» Goal: Lay out every line of the records below as a Markdown table with the columns Row and Line, numbering each row and leaving out blank lines. Leave the pictures out of the table.

» Records for the exercise:
-- BEGIN --
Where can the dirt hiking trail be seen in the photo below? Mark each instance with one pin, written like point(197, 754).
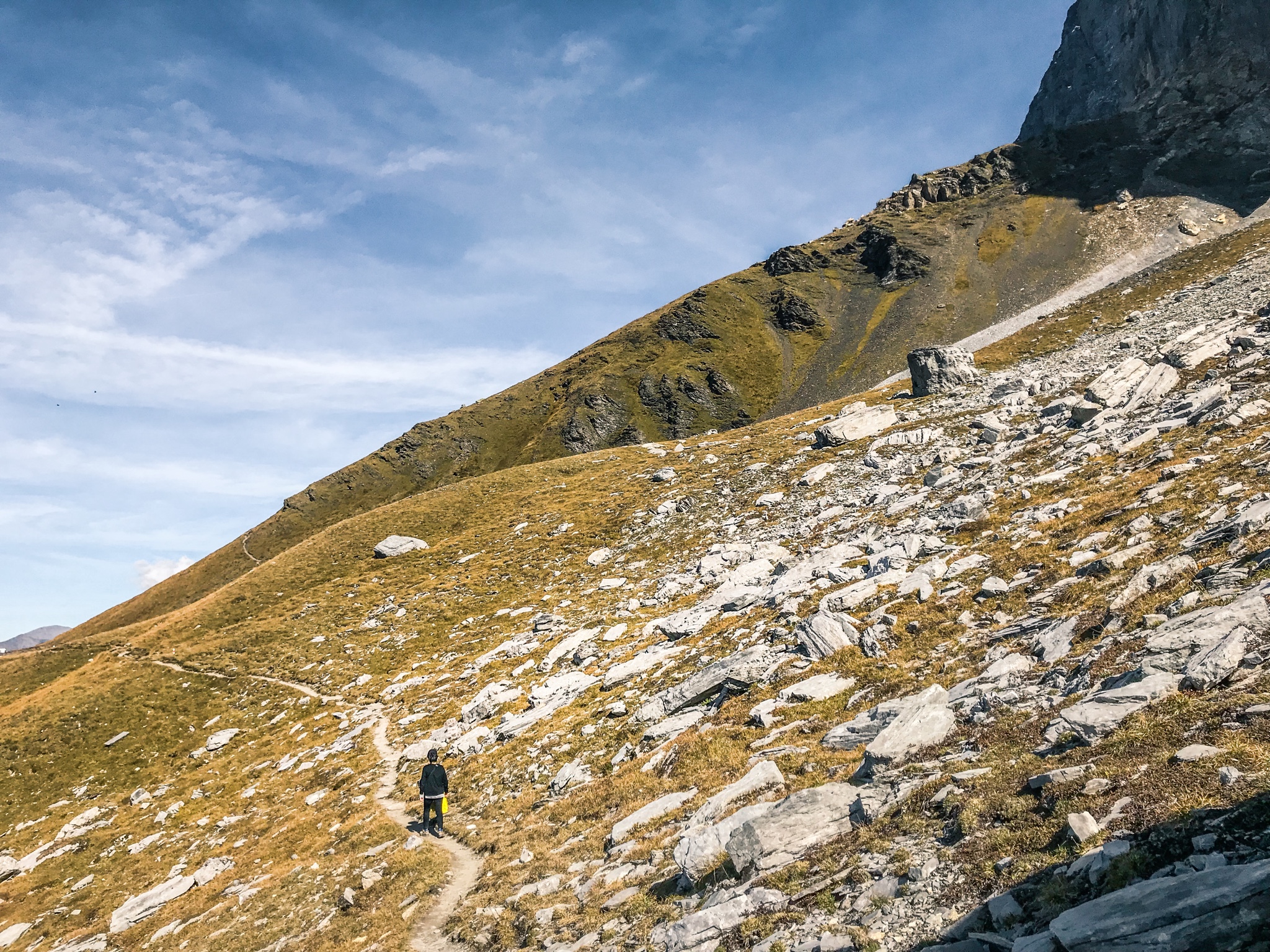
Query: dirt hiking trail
point(429, 933)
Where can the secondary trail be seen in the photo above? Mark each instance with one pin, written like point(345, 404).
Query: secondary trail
point(301, 689)
point(429, 933)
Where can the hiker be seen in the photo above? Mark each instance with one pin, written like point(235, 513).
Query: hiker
point(433, 787)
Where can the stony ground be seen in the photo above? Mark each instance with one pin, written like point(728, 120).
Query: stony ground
point(985, 669)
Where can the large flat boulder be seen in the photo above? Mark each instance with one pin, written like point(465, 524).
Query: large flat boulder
point(1173, 645)
point(1207, 912)
point(797, 824)
point(488, 700)
point(855, 421)
point(735, 672)
point(648, 813)
point(762, 776)
point(826, 632)
point(1100, 714)
point(1152, 576)
point(398, 545)
point(701, 848)
point(818, 687)
point(868, 726)
point(646, 660)
point(926, 720)
point(721, 914)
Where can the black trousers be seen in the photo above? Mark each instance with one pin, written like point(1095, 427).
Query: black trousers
point(433, 806)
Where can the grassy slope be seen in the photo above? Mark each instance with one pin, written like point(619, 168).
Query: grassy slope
point(300, 616)
point(992, 255)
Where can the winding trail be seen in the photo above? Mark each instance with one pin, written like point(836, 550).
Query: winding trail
point(429, 933)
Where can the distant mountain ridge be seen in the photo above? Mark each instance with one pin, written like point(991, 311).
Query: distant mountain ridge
point(951, 254)
point(36, 637)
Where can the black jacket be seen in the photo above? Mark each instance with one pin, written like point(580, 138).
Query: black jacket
point(433, 781)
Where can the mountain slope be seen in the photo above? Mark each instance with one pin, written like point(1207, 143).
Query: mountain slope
point(944, 258)
point(1161, 98)
point(561, 641)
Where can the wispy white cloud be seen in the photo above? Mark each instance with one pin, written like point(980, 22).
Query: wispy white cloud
point(153, 573)
point(122, 368)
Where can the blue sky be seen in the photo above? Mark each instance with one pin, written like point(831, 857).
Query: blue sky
point(244, 244)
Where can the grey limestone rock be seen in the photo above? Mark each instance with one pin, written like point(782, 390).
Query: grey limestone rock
point(817, 689)
point(648, 813)
point(869, 725)
point(925, 720)
point(1173, 645)
point(701, 848)
point(797, 824)
point(221, 738)
point(398, 545)
point(762, 776)
point(714, 919)
point(1214, 910)
point(735, 672)
point(855, 420)
point(1082, 826)
point(826, 632)
point(1152, 576)
point(574, 774)
point(1197, 752)
point(936, 369)
point(1199, 123)
point(488, 700)
point(1101, 712)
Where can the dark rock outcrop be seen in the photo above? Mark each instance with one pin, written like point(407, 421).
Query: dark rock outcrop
point(883, 255)
point(791, 311)
point(1162, 97)
point(984, 172)
point(596, 425)
point(683, 322)
point(793, 260)
point(936, 369)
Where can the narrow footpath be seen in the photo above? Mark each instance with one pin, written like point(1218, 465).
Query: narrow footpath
point(429, 933)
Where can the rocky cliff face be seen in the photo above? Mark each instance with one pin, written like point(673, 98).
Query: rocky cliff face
point(1161, 97)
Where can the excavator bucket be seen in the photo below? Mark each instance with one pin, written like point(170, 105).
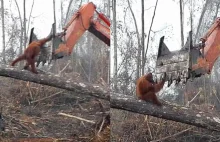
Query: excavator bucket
point(175, 64)
point(46, 54)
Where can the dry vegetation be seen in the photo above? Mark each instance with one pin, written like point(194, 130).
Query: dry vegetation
point(127, 126)
point(32, 110)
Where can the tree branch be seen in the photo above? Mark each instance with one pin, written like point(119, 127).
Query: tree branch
point(55, 81)
point(169, 112)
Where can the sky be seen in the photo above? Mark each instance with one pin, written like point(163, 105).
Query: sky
point(167, 20)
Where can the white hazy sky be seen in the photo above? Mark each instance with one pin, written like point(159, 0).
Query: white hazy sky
point(42, 13)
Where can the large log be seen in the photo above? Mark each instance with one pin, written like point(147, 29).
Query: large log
point(182, 114)
point(56, 81)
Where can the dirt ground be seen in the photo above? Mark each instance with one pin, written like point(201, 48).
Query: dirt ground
point(33, 110)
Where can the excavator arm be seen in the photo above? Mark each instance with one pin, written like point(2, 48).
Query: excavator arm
point(62, 44)
point(83, 20)
point(192, 60)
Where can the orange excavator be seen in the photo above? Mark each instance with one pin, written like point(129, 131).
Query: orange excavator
point(190, 61)
point(86, 18)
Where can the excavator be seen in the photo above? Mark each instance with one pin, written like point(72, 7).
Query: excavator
point(86, 18)
point(191, 61)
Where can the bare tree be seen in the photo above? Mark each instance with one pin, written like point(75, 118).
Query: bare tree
point(29, 18)
point(54, 14)
point(3, 30)
point(200, 19)
point(24, 21)
point(21, 36)
point(143, 37)
point(68, 9)
point(148, 37)
point(139, 41)
point(115, 44)
point(181, 23)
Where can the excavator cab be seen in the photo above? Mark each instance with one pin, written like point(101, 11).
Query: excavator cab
point(63, 43)
point(46, 51)
point(178, 64)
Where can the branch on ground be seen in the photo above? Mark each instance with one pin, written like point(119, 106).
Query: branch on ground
point(181, 114)
point(55, 81)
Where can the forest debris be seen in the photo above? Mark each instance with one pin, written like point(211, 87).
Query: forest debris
point(79, 118)
point(44, 98)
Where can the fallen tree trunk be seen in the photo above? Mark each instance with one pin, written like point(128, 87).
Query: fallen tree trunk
point(169, 112)
point(55, 81)
point(120, 101)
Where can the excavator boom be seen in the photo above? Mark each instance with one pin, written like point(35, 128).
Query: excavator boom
point(80, 22)
point(192, 60)
point(86, 18)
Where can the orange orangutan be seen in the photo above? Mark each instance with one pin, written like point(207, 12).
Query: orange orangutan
point(146, 88)
point(31, 52)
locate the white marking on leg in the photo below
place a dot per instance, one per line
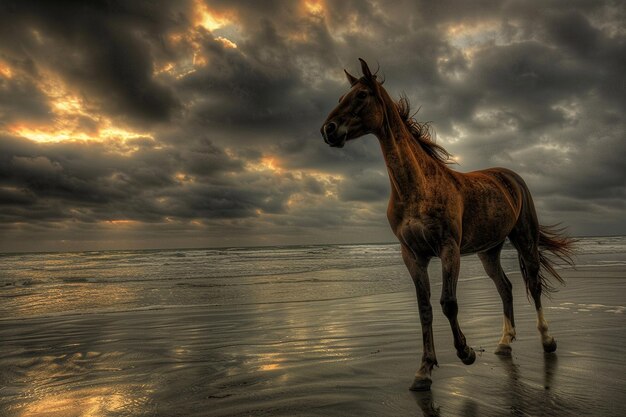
(542, 326)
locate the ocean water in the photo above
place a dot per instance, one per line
(309, 330)
(41, 284)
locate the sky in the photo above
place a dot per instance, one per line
(171, 124)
-- END --
» Final answer:
| Row | Line |
|---|---|
| 1 | Where can the dirt hiking trail be seen in the photo below? Mark each instance with one pin, written like point(197, 754). |
| 2 | Query: dirt hiking trail |
| 3 | point(429, 933) |
| 4 | Where can the secondary trail be seen in the photo above? Mark each instance with one pin, written like point(345, 404). |
| 5 | Query: secondary trail |
| 6 | point(301, 689) |
| 7 | point(429, 933) |
| 8 | Where can the hiker be seen in the photo above? Mark each instance with one pin, written like point(235, 513). |
| 9 | Query: hiker |
| 10 | point(433, 787) |
| 11 | Where can the stony ground be seen in the photo above? Mark each instance with one pin, written like point(728, 120). |
| 12 | Query: stony ground |
| 13 | point(985, 669) |
| 14 | Where can the large flat boulder be seen in the photo above? Mark each instance with one pin, written like point(465, 524). |
| 15 | Query: large flat boulder |
| 16 | point(1173, 645) |
| 17 | point(1207, 912) |
| 18 | point(797, 824) |
| 19 | point(488, 700) |
| 20 | point(855, 421) |
| 21 | point(735, 672) |
| 22 | point(648, 813) |
| 23 | point(762, 776) |
| 24 | point(826, 632) |
| 25 | point(1100, 714) |
| 26 | point(1152, 576) |
| 27 | point(398, 545) |
| 28 | point(701, 848) |
| 29 | point(818, 687) |
| 30 | point(868, 726) |
| 31 | point(646, 660) |
| 32 | point(926, 720) |
| 33 | point(721, 914) |
| 34 | Where can the black trousers be seen in the photo above? Mark each instance with one pin, written like point(1095, 427). |
| 35 | Query: black trousers |
| 36 | point(433, 806) |
| 37 | Where can the grassy slope be seen in the photo above? Mark each instance with one pin, written like point(619, 168). |
| 38 | Query: grassy slope |
| 39 | point(300, 616) |
| 40 | point(992, 255) |
| 41 | Where can the winding trail be seen in the photo above? Mark each instance with one pin, written like point(836, 550). |
| 42 | Query: winding trail |
| 43 | point(429, 933) |
| 44 | Where can the distant mountain ridge be seen in the photo above? Mark each instance with one pin, written like point(991, 311). |
| 45 | Query: distant mountain ridge |
| 46 | point(951, 254) |
| 47 | point(36, 637) |
| 48 | Where can the black jacket be seen in the photo above? Mark each instance with one pin, written like point(580, 138). |
| 49 | Query: black jacket |
| 50 | point(433, 781) |
| 51 | Where can the mountain slope be seen in the photo above? Mark each instance with one pin, written like point(1207, 143). |
| 52 | Query: mountain slope |
| 53 | point(944, 258) |
| 54 | point(1161, 98) |
| 55 | point(561, 641) |
| 56 | Where can the wispy white cloud be seen in the photo above? Mark each instance with one pin, written like point(980, 22). |
| 57 | Query: wispy white cloud |
| 58 | point(153, 573) |
| 59 | point(122, 368) |
| 60 | Where can the blue sky be seen in the photo above? Mark each instance with one pin, written like point(831, 857). |
| 61 | Query: blue sky |
| 62 | point(244, 244) |
| 63 | Where can the grey limestone rock be seen in the photo above? Mark each instance with one pin, written like point(782, 390). |
| 64 | Query: grey limestone rock |
| 65 | point(817, 689) |
| 66 | point(648, 813) |
| 67 | point(869, 725) |
| 68 | point(925, 720) |
| 69 | point(1173, 645) |
| 70 | point(701, 848) |
| 71 | point(797, 824) |
| 72 | point(221, 738) |
| 73 | point(398, 545) |
| 74 | point(762, 776) |
| 75 | point(714, 919) |
| 76 | point(1214, 910) |
| 77 | point(735, 672) |
| 78 | point(855, 420) |
| 79 | point(1082, 826) |
| 80 | point(826, 632) |
| 81 | point(1152, 576) |
| 82 | point(574, 774) |
| 83 | point(1197, 752) |
| 84 | point(936, 369) |
| 85 | point(1199, 123) |
| 86 | point(488, 700) |
| 87 | point(1101, 712) |
| 88 | Where can the dark rock outcrop be seen in the photo above? Mark each instance with one pin, written like point(407, 421). |
| 89 | Query: dark rock outcrop |
| 90 | point(883, 255) |
| 91 | point(791, 311) |
| 92 | point(1162, 97) |
| 93 | point(984, 172) |
| 94 | point(596, 425) |
| 95 | point(683, 322) |
| 96 | point(793, 260) |
| 97 | point(936, 369) |
| 98 | Where can the narrow footpath be seen in the photo above? Mark each instance with one pin, written like point(1218, 465). |
| 99 | Query: narrow footpath |
| 100 | point(429, 933) |
| 101 | Where can the rocky cliff face be seen in the photo above? Mark each instance with one pin, written like point(673, 98). |
| 102 | Query: rocky cliff face |
| 103 | point(1161, 97) |
| 104 | Where can the excavator bucket be seen in the photo below? Mark each instance with one pin, written like point(170, 105). |
| 105 | Query: excavator bucket |
| 106 | point(175, 64) |
| 107 | point(46, 54) |
| 108 | Where can the dry vegetation be seen in the photo above? Mark each instance with one pin, written like point(194, 130). |
| 109 | Query: dry vegetation |
| 110 | point(127, 126) |
| 111 | point(32, 110) |
| 112 | Where can the tree branch be seen in the photo above? Mark each instance with one pin, written like point(119, 127). |
| 113 | Query: tree branch |
| 114 | point(55, 81) |
| 115 | point(169, 112) |
| 116 | Where can the sky be seen in the photo above? Mark each instance with one pin, written like point(163, 105). |
| 117 | Query: sky |
| 118 | point(167, 20) |
| 119 | Where can the white hazy sky be seen in the photo above? Mark each instance with one pin, written like point(159, 0). |
| 120 | Query: white hazy sky |
| 121 | point(42, 13) |
| 122 | Where can the large log be seen in the photo above? Mark each instance with one pin, written like point(147, 29). |
| 123 | Query: large log |
| 124 | point(182, 114) |
| 125 | point(56, 81) |
| 126 | Where can the dirt ground be seen in the photo above? Mark each instance with one pin, written like point(201, 48). |
| 127 | Query: dirt ground |
| 128 | point(33, 110) |
| 129 | Where can the excavator arm be seen in the photo above? Mark each instance with one pin, written like point(2, 48). |
| 130 | Query: excavator arm |
| 131 | point(62, 44) |
| 132 | point(83, 20) |
| 133 | point(192, 60) |
| 134 | Where can the orange excavator be seen in the photo above? Mark each instance with one pin, written like point(129, 131). |
| 135 | Query: orange excavator |
| 136 | point(190, 61) |
| 137 | point(86, 18) |
| 138 | Where can the excavator be seen in the photo above? Mark each instance with one pin, written like point(72, 7). |
| 139 | Query: excavator |
| 140 | point(86, 18) |
| 141 | point(191, 61) |
| 142 | Where can the bare tree be seen in the photo above? Mark each instance with one pin, written like point(75, 118). |
| 143 | Query: bare tree |
| 144 | point(29, 18) |
| 145 | point(54, 14) |
| 146 | point(3, 30) |
| 147 | point(200, 19) |
| 148 | point(24, 21) |
| 149 | point(21, 36) |
| 150 | point(143, 37) |
| 151 | point(68, 9) |
| 152 | point(148, 37) |
| 153 | point(139, 41) |
| 154 | point(115, 44) |
| 155 | point(181, 23) |
| 156 | Where can the excavator cab be seen in the photo above? Mark each instance with one pin, written like point(101, 11). |
| 157 | Query: excavator cab |
| 158 | point(63, 43) |
| 159 | point(46, 51) |
| 160 | point(178, 64) |
| 161 | Where can the branch on ground be seen in the photo above? Mark each instance with one pin, written like point(119, 106). |
| 162 | Query: branch on ground |
| 163 | point(181, 114) |
| 164 | point(55, 81) |
| 165 | Where can the forest debris be seen in the photo above? Mark each instance with one pin, written like point(211, 87). |
| 166 | Query: forest debris |
| 167 | point(79, 118) |
| 168 | point(44, 98) |
| 169 | Where can the fallen tree trunk be seen in the photo above? Mark each instance with one pin, written like point(128, 87). |
| 170 | Query: fallen tree trunk |
| 171 | point(169, 112) |
| 172 | point(55, 81) |
| 173 | point(120, 101) |
| 174 | Where can the excavator boom be seen in the photo above? Mark each instance with one pin, written like point(35, 128). |
| 175 | Query: excavator boom |
| 176 | point(80, 22) |
| 177 | point(192, 60) |
| 178 | point(86, 18) |
| 179 | Where can the orange orangutan be seen in the photo above? Mark each instance with one pin, written like point(207, 12). |
| 180 | Query: orange orangutan |
| 181 | point(146, 88) |
| 182 | point(31, 52) |
| 183 | locate the white marking on leg in the photo below |
| 184 | place a dot per instance, one per line |
| 185 | (542, 326) |
| 186 | locate the ocean water in the photo above |
| 187 | place a dot per instance, one per line |
| 188 | (309, 330) |
| 189 | (41, 284) |
| 190 | locate the sky in the photo above |
| 191 | place a dot per instance, one per line |
| 192 | (171, 124) |